### TEXT
◇ ◇ ◇ ◇ ◇

The River Tay is looking its shimmering best as I shape
a double-Spey cast at the water’s edge. The flow is
too strong and the water too cold and deep for wading; besides
it does not need the longest of casts.
Time ceases to register. Where better than the river bank
to sacrifice your cares to this competing dimension of sounds,
colour and movement that flood the senses with a tingling
sharpness?
My eye is drawn to the white bib of a busy dipper, hopping
over wet stones. A group of oyster-catchers skim the stream,
their cries, shrill and urgent, their orange beaks glowing
against the dull browns of the trees. A couple of grey wagtails
take turns, darting in and out of a clump of ivy to service
their nest.
How long have I been standing here? Long enough to abandon
my favourite Black Frances fly for a Temple Dog that, in
the conditions, should work well as a salmon attractor with
its glinting silver streamers catching the bright sunshine.
A phalanx of over-wintered trees clads the shaded, steep
and uninviting far bank, a cold place to be on this frosty
April morning. Upstream I can see another angler working
his spinning rod close to the hut; meanwhile the ghillie
on the beat below has launched his harling boat. The scene
has barley changed in more than twenty years since I first
came here.
My fly line, rigged with a fast-sinking tip, secured between
line and leader, plays out mechanically as I edge slowly
down the bank, matching each cast with a step. My mind is
elsewhere, wandering in the river’s waking dream.
After each cast I trap the line with my index finger against
the cork handle. So the pulse of a strong, snatching pull,
registers instantly, replacing straying thoughts with the
stark understanding that something wild and unseen has just
attacked the fly.
Yes, of course, it’s a fish. You catch them sometimes
when you are fishing. A salmon too, as rare on the Tay in
spring as London buses on a Sunday afternoon in the City.
In the same way, you can wait all morning when two might
come along at once. So I retrace my steps and resume casting
with a renewed sense of purpose and focus. Four or five
casts later in more or less the same spot the line pulls
again, only this time I feel the unmistakable resistance
of a powerful fish bowing the rod.
It’s not very large, maybe nine or 10 lbs, stubbornly
shaking but not taking line. A ghillie is advancing down
the bank, net at the ready. I see the gleaming, silvery
flank of the struggling springer, barely breaking the surface,
then it’s gone. Fish off. It’s like that sometimes.

◇ ◇ ◇ ◇ ◇

[Location labeling records]
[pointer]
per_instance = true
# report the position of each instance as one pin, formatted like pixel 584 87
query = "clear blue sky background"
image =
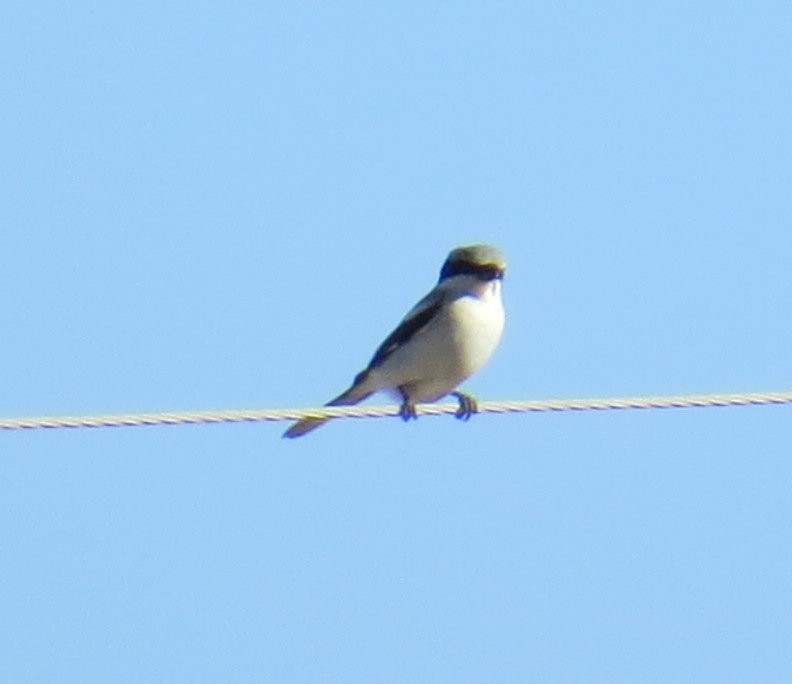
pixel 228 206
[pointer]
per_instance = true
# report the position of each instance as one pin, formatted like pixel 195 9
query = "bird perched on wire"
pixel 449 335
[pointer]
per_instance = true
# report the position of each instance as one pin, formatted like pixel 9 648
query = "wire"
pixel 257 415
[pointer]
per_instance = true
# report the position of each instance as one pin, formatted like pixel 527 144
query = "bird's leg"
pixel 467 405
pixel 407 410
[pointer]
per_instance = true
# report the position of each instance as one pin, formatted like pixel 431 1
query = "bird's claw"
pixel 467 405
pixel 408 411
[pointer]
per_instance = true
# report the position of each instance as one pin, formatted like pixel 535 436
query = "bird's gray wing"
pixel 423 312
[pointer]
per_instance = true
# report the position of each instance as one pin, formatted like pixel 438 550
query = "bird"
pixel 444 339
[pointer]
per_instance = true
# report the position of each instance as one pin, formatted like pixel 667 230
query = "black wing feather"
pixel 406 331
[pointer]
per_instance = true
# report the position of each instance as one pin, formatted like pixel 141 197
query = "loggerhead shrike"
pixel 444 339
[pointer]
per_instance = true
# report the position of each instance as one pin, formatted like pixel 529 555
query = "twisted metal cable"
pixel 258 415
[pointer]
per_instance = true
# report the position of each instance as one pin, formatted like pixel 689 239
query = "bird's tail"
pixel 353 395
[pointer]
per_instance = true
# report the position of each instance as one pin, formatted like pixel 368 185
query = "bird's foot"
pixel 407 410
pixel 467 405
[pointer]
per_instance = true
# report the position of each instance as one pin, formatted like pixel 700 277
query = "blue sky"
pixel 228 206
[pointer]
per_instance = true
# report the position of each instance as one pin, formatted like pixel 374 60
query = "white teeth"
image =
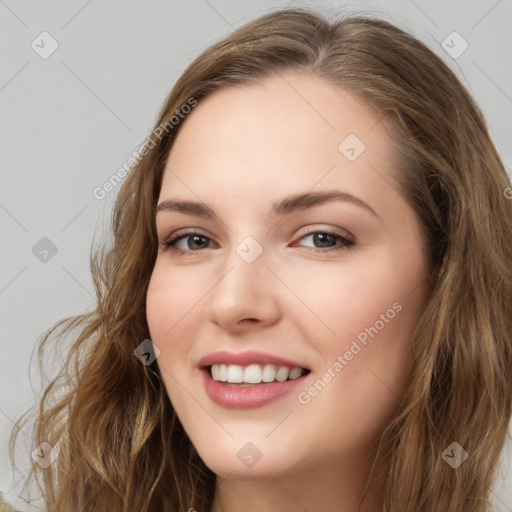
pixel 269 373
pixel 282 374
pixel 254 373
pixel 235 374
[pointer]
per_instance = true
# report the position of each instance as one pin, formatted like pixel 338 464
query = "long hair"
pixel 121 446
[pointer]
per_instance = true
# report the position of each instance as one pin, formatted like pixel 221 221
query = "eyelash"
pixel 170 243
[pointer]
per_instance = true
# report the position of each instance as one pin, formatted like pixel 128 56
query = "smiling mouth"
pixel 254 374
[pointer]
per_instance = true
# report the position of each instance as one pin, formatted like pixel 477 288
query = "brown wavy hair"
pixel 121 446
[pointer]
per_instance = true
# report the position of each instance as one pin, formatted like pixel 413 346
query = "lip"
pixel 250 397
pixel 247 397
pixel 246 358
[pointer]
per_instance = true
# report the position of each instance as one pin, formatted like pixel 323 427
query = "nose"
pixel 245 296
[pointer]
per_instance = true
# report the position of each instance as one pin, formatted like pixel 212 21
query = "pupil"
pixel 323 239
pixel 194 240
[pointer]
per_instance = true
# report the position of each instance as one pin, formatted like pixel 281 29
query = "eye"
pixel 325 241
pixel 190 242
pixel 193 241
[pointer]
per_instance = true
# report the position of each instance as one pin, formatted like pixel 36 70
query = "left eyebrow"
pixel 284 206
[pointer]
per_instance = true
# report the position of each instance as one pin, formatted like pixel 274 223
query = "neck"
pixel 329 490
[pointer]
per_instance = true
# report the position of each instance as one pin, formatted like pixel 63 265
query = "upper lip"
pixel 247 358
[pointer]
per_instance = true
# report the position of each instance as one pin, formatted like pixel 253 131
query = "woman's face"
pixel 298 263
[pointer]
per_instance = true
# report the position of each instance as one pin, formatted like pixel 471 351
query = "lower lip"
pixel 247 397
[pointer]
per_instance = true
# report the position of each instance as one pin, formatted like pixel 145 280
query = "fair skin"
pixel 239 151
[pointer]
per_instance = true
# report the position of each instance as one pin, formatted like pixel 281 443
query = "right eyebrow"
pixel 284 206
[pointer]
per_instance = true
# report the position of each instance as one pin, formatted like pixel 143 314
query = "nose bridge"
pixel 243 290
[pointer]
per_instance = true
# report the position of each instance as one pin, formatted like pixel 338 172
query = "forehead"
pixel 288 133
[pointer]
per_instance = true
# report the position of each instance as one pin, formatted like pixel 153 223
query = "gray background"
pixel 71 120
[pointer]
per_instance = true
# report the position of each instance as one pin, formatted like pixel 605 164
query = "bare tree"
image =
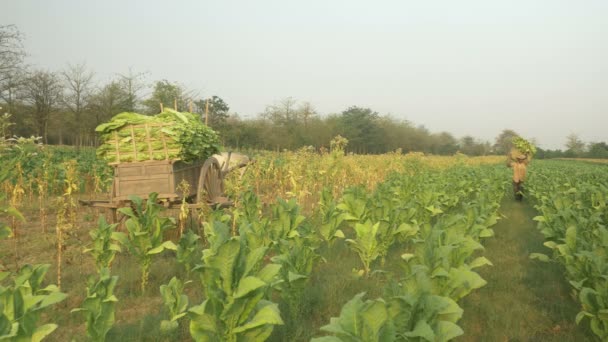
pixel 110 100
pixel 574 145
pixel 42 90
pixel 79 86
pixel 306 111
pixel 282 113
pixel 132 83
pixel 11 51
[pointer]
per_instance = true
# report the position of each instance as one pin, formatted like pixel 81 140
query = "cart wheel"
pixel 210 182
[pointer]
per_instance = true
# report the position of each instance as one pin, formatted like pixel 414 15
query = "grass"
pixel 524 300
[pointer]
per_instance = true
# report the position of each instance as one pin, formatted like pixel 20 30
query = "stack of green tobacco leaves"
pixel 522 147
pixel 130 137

◇ ◇ ◇ ◇ ◇

### BRIEF
Transcribe the River Tay passage from "How long have" up to and including "the bright sunshine.". None of the entries is needed for this work.

### TASK ANSWER
How long have I been standing here? Long enough to abandon
my favourite Black Frances fly for a Temple Dog that, in
the conditions, should work well as a salmon attractor with
its glinting silver streamers catching the bright sunshine.